- [Information given]:
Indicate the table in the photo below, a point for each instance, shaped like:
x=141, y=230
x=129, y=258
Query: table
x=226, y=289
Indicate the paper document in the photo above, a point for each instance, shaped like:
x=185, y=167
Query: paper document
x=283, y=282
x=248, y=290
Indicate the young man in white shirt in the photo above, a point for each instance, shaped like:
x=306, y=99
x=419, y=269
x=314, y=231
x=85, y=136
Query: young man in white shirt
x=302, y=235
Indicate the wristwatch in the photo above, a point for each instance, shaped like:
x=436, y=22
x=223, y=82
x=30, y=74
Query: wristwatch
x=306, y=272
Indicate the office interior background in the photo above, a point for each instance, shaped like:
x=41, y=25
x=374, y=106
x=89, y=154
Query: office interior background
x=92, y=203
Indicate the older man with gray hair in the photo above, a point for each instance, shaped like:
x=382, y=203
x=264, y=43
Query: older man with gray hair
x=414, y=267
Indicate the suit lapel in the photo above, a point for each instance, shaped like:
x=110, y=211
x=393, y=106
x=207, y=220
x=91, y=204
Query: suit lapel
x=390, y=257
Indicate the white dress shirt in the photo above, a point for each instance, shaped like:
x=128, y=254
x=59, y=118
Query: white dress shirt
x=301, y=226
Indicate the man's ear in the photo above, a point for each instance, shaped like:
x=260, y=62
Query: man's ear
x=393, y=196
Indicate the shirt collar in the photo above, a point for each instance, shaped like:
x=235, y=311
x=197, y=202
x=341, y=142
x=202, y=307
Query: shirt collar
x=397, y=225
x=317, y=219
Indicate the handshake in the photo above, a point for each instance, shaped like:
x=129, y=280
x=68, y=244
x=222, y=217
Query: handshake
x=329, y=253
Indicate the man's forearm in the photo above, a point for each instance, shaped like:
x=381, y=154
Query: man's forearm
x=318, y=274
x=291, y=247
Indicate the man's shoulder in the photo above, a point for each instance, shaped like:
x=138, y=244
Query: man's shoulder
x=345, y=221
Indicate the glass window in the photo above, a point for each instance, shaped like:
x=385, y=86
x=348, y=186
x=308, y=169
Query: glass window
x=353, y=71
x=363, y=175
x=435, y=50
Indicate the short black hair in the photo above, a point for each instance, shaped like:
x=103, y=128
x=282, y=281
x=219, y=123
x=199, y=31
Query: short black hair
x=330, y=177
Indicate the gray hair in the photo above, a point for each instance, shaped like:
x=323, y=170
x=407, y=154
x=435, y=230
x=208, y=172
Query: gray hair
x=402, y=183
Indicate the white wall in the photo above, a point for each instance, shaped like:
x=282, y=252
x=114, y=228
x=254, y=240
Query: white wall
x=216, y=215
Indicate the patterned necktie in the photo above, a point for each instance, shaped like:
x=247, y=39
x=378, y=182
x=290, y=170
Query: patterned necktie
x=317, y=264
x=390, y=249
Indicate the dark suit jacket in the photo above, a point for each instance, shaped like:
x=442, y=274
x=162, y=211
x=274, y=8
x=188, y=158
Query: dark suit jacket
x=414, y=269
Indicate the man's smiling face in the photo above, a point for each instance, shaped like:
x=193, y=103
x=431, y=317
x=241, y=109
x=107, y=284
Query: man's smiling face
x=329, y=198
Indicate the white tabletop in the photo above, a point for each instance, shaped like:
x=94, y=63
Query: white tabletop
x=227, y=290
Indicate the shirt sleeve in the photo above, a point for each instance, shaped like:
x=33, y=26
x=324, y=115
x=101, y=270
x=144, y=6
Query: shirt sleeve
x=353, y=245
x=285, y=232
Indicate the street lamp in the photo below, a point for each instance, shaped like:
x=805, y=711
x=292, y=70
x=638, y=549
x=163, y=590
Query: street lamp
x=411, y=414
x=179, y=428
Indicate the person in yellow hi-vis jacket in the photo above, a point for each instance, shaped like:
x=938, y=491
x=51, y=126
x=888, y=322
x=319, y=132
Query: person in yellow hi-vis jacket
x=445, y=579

- [Directive]: Quote the material above word for word, from its first line up to and including the line that contains "x=306, y=272".

- [Answer in full]:
Indicate the table in the photo below, a point for each instance, shaped like:
x=141, y=230
x=129, y=258
Query: table
x=226, y=289
Indicate the paper document in the photo above, a point for each instance, shaped like:
x=185, y=167
Query: paper document
x=283, y=282
x=248, y=290
Indicate the young man in white shirt in the photo above, a point for each instance, shaped like:
x=306, y=99
x=419, y=269
x=314, y=231
x=85, y=136
Query: young man in white shirt
x=302, y=235
Indicate the wristwatch in the photo above, a point for each instance, shaped like:
x=436, y=22
x=223, y=82
x=30, y=74
Query: wristwatch
x=306, y=272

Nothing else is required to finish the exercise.